-- Material provided follows --

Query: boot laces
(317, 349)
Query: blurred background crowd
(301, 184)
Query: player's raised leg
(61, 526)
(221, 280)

-- Material provided concluded --

- Task instructions: Transcribe exactly, and only, the lines that extend from the one containing "Query: blurred background crowd" to the end of the records above, inclusive of both.

- Response:
Query: blurred background crowd
(301, 184)
Query: player's raised leg
(61, 526)
(221, 280)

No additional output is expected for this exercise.